- **Source extract**:
* BEGIN *
Gelation of oil comes from links between macromolecular chains that result in the formation of branched polymer structures with a solubility that depends on the chemical nature of the starting materials. As more and more of these chains form, the solubility of the compound decreases. This is the process of gelation the slow accumulation of molecular chains that make oil insoluble. Several mechanisms are involved in the acceleration of the gelation process.  One being temperature and the other being contaminates. Here are some storage and handling tips from the industry professionals to keep your lubes in prime condition.

Lubricants- Lubricant delivery

According to a Mobil technical article “Drums, pails, and cans of lubricants from virtually all suppliers are leak proof and clearly labeled with a brand name and type of lubricant inside. Careless handling, however, can cause leaks, contamination of the contents, and smudge, tear, or otherwise damage the labels. The 55-gallon drum is the most common lubricant container used by industry. Care is the key to safe drum handling. A full drum weighs about 450 lbs and, if handled carelessly, can injure workers or damage plant property. Do not unload drums by dropping them from the delivery truck or freight car to the ground or unloading dock. The drum’s seams can be punctured or burst, resulting in a hazardous spill situation.”
* END *
- **Data shown**:
* BEGIN *
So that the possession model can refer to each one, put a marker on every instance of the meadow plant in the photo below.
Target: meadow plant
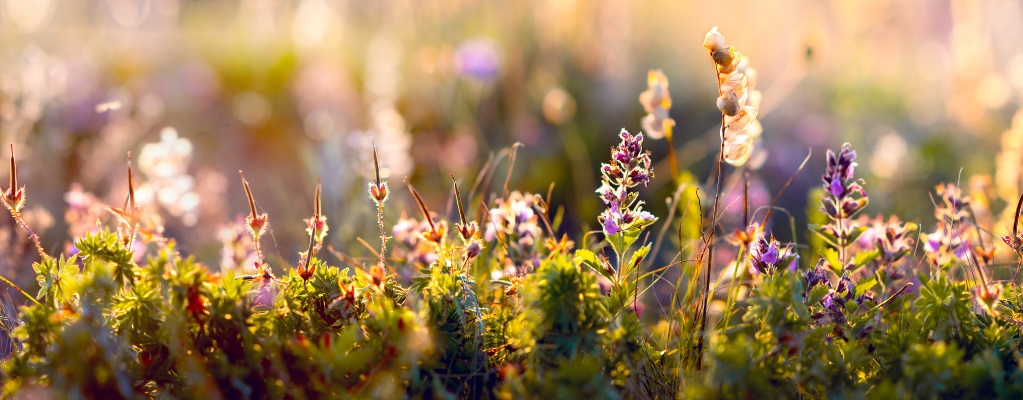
* END *
- **Directive 1**:
Answer these questions using the lubricant storage text:
(a) What happens to the solubility of the compound as more macromolecular chains form?
(b) Which container is the most common lubricant container used by industry?
(c) About how much does a full drum weigh?
- **Directive 2**: Pick up the lubricant storage text after its last sentence and continue it.

- **Task result 1**:
(a) It decreases.
(b) The 55-gallon drum.
(c) About 450 lbs.

- **Task result 2**:
Greases are oil that has been thickened. Greases were created because liquid based lubricants do not remain at the point of application. Grease has a tendency to bleed while in storage. The ammount of bleed increases with time and, generally, with temperature. Up to a 5 percent bleed rate is considered acceptable. Contaminants can deteriorate grease performance. If containers are not tightly sealed, contaminants may enter the stored product. So how do you go about protecting and storing them? Like most materials, lubricating grease gradually will deteriorate with time. The rate and degree of deterioration depends on the storage and handling conditions to which the grease is exposed.

Lubricants- Lubricant delivery

According to Machinery Lubrication magazine “Always store grease in its original packaging and keep the container closed until it is time for it to be used. Wipe the lid or cover of the container before opening and always use clean tools and dispensing equipment when handling or pumping the grease. After use, the container should be closed immediately and kept closed. Before placing the lid back onto the container, wipe off any dust, dirt or excess grease that may have accumulated.”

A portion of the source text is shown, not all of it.